**THE INPUT**
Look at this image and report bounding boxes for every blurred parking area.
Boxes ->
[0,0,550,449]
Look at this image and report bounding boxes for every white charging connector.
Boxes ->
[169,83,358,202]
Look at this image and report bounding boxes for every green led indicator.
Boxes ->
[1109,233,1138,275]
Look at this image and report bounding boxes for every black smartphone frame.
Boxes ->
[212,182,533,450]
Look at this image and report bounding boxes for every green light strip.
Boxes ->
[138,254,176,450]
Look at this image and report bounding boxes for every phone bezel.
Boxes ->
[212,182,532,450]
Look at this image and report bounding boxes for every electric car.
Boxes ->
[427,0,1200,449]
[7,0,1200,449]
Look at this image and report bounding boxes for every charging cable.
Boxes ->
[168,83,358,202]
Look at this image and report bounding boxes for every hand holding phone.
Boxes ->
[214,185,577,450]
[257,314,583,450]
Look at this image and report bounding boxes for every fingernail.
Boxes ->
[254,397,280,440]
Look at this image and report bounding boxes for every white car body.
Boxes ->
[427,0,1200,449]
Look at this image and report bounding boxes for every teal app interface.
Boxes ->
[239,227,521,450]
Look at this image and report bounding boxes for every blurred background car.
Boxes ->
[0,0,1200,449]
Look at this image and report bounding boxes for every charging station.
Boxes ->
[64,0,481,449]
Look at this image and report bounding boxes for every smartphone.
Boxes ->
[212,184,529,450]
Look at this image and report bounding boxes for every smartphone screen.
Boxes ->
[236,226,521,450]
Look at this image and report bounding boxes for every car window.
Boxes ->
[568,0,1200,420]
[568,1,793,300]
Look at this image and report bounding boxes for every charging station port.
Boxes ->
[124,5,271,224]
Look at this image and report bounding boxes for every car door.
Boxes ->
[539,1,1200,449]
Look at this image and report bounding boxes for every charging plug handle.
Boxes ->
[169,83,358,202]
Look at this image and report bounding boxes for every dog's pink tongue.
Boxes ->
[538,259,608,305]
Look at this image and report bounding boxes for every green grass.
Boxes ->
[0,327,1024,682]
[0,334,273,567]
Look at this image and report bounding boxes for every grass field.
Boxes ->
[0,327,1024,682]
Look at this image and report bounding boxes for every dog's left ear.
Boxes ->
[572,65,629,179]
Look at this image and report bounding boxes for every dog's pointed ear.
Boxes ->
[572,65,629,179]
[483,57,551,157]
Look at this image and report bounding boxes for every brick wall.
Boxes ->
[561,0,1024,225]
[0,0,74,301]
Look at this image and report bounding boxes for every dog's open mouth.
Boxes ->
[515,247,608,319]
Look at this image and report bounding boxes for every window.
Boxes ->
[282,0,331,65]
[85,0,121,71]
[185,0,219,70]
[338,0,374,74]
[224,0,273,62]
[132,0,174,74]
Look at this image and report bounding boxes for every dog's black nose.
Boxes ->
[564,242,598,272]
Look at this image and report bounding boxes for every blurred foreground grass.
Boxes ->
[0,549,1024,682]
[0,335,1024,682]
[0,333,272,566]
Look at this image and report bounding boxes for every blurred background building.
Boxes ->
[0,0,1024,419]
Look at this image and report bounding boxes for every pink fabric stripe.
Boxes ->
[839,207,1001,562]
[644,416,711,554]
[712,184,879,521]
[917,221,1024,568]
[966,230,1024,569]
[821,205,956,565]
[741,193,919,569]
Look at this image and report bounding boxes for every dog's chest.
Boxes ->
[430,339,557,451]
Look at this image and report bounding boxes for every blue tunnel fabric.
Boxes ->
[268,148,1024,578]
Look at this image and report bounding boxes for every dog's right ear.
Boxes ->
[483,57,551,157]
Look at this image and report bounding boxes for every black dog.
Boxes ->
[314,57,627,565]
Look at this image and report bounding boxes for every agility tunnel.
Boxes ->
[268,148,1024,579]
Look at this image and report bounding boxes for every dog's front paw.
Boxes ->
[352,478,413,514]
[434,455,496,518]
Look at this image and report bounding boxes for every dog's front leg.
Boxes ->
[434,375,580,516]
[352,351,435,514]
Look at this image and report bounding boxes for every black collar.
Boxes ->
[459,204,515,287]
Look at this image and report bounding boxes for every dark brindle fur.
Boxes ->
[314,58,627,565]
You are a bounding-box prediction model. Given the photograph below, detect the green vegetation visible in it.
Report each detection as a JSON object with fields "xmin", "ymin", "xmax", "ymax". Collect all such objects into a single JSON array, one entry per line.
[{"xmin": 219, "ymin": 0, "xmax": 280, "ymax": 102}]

**WHAT YOU ARE ASKED TO DO**
Gather every line in the items above that contains the word "background", counting only matches with the same upper and lower case.

**RESULT OF THE TASK**
Look at this image and report bounding boxes for every blurred background car.
Look at this image and report bounding boxes for every blurred background building.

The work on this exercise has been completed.